Post-Acute

Selecting the Optimal Post Acute Next Site of Care: A Primer for Physicians

Selecting the optimal next site of care (NSOC) after hospital discharge has emerged as a core skill for physicians in the era of value-based healthcare. The challenge is that few of us have received formal training in post acute care site selection. When I meet with physicians and discuss NSOC selection, they express a clear desire for guidance on discharge planning as they work with patients, caregivers and the healthcare team. Here is a framework to assist physicians in post acute care selection within the BPCI program. 

The first step is to assemble some basic patient specific data in four areas:

  • Independence – Is the patient able to perform ADLs? To ambulate? What is their cognitive status?
  • Caregiver availability – Is a capable caregiver available?
  • Therapy needs – Is PT, OT and/or ST needed? How often and for how long?
  • Skilled nursing needs – What are the skilled nursing needs of this patient?

Let’s consider the main categories of NSOC and offer some rules of thumb in their respective selection:

Home without Part A Home Health Agency

(Patients here may benefit from select Part B services such as outpatient PT)

▶ **Task set**
1 > Answer these about the next-site-of-care primer:
(a) Which four areas of patient-specific data does the first step gather?
(b) Within which program is the framework meant to be used?
(c) What Part B service is offered as an example for patients going home without a Part A home health agency?
2 > Please write out everything in the next-site-of-care primer from "Selecting the optimal next" down to "the BPCI program.", switching "guidance" for "direction".
3 > Pick up the next-site-of-care primer after its last line and continue it.

▶ **Input data**

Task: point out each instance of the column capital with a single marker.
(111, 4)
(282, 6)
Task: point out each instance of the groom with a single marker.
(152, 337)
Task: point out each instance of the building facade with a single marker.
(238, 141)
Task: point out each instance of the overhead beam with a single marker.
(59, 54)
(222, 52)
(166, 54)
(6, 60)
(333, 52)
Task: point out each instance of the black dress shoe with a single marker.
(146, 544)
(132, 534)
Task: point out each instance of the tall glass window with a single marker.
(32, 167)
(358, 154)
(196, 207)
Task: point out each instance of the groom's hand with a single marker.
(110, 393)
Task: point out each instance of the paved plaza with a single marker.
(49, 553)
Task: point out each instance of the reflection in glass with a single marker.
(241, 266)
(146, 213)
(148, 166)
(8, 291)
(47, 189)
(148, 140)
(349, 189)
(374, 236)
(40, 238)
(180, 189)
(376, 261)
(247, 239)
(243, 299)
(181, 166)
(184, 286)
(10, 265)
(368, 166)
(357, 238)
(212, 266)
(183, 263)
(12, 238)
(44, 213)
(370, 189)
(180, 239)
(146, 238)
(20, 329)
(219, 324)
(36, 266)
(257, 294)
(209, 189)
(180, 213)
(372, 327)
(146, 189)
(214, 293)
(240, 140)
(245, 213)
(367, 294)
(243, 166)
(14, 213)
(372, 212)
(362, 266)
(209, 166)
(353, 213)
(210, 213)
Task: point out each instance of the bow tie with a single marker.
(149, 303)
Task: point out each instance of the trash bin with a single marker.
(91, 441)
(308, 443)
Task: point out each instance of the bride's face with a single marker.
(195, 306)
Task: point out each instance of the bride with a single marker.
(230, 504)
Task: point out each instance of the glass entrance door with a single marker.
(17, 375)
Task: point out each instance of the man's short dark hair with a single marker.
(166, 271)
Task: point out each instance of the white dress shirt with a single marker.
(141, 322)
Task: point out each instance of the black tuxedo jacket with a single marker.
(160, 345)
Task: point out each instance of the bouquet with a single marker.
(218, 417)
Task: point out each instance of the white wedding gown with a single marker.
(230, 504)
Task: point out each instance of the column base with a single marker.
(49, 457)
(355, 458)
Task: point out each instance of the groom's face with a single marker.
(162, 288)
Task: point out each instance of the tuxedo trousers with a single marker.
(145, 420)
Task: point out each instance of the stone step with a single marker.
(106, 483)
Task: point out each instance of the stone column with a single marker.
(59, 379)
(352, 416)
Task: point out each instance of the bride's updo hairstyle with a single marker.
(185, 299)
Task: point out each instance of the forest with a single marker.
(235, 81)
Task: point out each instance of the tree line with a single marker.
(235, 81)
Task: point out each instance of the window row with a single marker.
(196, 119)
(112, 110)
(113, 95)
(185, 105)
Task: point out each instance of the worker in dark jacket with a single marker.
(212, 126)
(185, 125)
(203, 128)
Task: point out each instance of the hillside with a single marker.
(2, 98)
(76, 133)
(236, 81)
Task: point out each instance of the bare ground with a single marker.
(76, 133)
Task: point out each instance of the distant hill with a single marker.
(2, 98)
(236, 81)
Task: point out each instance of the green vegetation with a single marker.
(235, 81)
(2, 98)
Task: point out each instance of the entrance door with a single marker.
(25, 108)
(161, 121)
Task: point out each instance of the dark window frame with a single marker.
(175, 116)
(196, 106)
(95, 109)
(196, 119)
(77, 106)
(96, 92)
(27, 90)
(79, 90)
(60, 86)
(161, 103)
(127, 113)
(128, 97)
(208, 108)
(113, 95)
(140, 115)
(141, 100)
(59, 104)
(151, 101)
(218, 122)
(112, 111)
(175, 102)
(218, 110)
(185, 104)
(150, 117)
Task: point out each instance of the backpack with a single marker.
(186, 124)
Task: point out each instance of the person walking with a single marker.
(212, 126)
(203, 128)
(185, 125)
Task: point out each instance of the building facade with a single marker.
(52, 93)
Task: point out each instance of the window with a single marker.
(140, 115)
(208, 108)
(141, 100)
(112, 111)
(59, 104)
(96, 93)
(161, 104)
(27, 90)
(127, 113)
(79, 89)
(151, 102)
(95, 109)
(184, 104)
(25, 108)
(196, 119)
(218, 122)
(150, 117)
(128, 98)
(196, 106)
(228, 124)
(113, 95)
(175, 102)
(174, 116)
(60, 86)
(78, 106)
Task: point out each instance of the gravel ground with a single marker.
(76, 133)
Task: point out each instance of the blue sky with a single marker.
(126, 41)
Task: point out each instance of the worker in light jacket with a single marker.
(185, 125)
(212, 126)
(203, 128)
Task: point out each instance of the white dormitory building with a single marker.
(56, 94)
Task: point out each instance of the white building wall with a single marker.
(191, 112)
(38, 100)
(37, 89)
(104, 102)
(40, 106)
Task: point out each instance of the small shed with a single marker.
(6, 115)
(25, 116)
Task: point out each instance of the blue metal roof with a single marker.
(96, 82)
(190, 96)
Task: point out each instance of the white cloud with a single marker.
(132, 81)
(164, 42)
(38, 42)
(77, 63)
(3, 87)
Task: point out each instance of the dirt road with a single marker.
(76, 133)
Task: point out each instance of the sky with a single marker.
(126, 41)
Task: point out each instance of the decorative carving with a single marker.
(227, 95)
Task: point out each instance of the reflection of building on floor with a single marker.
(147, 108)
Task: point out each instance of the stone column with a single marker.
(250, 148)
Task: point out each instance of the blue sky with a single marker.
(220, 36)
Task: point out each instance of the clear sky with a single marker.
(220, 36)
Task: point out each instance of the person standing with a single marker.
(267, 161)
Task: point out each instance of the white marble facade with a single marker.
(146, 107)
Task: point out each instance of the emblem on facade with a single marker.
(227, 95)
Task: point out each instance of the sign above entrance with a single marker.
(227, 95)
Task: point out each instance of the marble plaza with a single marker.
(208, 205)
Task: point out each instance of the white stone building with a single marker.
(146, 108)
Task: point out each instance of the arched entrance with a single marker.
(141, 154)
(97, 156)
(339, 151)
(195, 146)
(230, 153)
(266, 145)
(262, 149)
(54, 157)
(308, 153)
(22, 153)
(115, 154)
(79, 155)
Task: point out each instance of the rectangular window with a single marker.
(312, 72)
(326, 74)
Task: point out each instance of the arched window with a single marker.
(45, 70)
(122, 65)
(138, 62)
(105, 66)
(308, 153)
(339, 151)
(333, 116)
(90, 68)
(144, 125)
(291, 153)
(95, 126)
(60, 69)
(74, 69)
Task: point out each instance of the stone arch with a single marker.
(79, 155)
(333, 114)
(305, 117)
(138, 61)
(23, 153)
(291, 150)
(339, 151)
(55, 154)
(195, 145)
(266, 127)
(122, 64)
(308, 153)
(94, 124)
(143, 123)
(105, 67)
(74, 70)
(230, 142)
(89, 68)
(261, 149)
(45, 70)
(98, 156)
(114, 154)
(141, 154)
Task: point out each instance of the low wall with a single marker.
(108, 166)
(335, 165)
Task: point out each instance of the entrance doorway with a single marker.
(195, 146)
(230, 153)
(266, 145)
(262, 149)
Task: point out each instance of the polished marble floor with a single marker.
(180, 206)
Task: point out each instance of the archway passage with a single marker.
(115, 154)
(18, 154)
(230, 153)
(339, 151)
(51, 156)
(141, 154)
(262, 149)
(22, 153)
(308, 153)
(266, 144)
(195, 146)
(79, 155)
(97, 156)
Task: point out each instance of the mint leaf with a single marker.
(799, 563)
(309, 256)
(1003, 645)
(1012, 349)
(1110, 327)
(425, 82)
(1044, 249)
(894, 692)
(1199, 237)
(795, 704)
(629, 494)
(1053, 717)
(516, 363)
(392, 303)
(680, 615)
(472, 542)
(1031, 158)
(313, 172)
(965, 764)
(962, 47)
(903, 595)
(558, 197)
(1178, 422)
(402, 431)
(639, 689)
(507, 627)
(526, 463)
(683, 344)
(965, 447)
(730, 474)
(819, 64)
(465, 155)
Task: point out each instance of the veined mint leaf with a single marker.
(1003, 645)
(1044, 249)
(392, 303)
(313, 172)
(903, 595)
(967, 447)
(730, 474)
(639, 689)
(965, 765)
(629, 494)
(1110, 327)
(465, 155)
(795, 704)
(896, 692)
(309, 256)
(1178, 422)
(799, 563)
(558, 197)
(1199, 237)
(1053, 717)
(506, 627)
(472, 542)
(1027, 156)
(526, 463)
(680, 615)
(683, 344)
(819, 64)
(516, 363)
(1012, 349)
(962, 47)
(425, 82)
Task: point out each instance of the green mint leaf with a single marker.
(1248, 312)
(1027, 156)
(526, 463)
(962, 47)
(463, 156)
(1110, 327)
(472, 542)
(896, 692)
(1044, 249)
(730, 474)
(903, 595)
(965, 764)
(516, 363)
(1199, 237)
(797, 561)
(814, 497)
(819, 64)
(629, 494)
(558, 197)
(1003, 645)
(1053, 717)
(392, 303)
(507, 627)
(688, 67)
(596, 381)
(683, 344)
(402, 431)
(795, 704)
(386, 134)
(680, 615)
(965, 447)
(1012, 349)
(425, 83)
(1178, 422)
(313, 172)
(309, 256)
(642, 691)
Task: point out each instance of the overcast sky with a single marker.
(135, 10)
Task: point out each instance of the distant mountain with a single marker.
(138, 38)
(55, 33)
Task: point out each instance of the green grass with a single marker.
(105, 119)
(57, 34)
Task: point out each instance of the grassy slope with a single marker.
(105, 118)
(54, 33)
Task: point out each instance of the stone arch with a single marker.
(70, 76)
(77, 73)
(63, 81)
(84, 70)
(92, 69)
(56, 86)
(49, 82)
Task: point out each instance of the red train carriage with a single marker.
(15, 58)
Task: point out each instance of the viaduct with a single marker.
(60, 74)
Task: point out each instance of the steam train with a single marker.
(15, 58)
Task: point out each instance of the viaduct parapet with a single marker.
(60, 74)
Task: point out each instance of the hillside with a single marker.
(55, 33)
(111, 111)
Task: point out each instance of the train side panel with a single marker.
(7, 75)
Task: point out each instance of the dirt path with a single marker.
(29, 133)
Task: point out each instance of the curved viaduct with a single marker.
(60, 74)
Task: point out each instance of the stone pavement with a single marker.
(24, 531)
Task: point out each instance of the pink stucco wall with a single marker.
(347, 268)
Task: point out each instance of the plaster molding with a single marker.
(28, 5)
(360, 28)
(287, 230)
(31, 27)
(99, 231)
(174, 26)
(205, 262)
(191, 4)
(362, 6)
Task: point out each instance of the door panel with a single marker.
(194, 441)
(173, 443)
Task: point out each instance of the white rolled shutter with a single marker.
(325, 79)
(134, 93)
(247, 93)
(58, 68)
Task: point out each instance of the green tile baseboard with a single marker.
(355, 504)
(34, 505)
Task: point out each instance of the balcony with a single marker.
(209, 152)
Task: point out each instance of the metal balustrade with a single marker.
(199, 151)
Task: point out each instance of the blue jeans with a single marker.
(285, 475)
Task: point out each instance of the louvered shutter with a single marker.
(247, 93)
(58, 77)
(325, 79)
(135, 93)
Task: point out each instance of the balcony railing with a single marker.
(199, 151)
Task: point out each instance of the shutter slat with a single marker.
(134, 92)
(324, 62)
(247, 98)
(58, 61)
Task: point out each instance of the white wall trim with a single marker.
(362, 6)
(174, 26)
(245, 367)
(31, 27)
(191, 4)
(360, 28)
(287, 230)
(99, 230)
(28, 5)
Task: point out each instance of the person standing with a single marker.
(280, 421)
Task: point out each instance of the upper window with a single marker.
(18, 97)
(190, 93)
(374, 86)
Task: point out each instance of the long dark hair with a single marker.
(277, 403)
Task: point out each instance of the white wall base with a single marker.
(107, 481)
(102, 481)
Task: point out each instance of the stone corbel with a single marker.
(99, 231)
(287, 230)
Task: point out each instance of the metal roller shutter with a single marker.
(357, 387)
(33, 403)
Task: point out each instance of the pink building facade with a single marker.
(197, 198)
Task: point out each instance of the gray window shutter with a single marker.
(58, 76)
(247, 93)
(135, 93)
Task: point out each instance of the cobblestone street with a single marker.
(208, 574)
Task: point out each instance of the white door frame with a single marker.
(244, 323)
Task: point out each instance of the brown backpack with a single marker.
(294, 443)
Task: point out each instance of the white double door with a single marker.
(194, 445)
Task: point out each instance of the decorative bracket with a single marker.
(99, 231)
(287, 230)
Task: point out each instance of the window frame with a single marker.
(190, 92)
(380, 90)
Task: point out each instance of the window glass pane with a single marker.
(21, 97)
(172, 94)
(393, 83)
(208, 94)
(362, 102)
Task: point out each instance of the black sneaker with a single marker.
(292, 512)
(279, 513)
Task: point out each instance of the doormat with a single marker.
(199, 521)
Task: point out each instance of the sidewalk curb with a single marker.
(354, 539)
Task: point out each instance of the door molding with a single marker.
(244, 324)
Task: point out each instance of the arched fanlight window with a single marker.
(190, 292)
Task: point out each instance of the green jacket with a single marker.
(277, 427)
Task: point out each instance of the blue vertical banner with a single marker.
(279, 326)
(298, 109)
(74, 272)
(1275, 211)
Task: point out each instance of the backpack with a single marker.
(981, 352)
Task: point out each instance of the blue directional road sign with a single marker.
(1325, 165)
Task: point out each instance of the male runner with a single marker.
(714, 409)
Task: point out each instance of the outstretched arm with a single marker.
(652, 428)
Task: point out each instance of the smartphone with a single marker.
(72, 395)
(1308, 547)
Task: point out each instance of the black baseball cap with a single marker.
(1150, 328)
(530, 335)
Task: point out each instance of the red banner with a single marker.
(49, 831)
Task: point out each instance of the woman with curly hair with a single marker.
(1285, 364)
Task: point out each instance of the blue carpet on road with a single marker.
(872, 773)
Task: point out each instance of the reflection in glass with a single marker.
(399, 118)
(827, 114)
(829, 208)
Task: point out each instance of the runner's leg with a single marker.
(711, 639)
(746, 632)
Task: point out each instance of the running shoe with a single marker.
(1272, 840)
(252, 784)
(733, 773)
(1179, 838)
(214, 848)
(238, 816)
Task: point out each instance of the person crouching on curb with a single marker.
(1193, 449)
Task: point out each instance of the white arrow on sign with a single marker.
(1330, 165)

▶ **Per-task outputs**
1 >
(a) Independence, caregiver availability, therapy needs, and skilled nursing needs.
(b) The BPCI program.
(c) Outpatient PT.

2 >
Selecting the optimal next site of care (NSOC) after hospital discharge has emerged as a core skill for physicians in the era of value-based healthcare. The challenge is that few of us have received formal training in post acute care site selection. When I meet with physicians and discuss NSOC selection, they express a clear desire for direction on discharge planning as they work with patients, caregivers and the healthcare team. Here is a framework to assist physicians in post acute care selection within the BPCI program.

3 >
This can be considered if:

The patient is able to function in their home without a caregiver OR they have a caregiver who can meet their needs at home
AND
The patient does not need any therapies or skilled nursing services OR they can access needed therapy or skilled nursing services via outpatient visits.

Home with a Home Health Agency

This can be considered if:

The patient is able to function in their home without a caregiver OR they have a caregiver who can meet their needs at home
AND
The patient needs therapies and/or skilled nursing services that cannot be accessed through outpatient visits and that can be provided by a local HHA.

Skilled Nursing Facility

This can be considered if:

The patient is a long term resident of a SNF, receiving skilled nursing services
OR
The patient requires skilled nursing services and cannot receive them through a HHA, either because no local HHAs offer those services or because the patient cannot go home due to lack of caregiver availability.

Skilled Nursing Facility – Custodial Care or Assisted Living Facility

This can be considered if:

The patient is not able to function in their home without a caregiver and does not have a caregiver who can meet their needs
AND
The patient does not need skilled nursing services.

Inpatient Rehabilitation Facility

This can be considered if:

The patient needs at least two therapies
AND
The patient can tolerate a minimum of three hours of therapy per day, five days per week
AND
There is not a local SNF option that can provide the needed amount of therapy.

Long Term Acute Care Hospital

This can be considered if:

The patient requires ongoing acute medical care due to the severity and complexity of their condition (e.g., need for mechanical ventilation or high flow oxygen) that cannot be provided by a local SNF
AND
The patient is not progressing clinically in the hospital.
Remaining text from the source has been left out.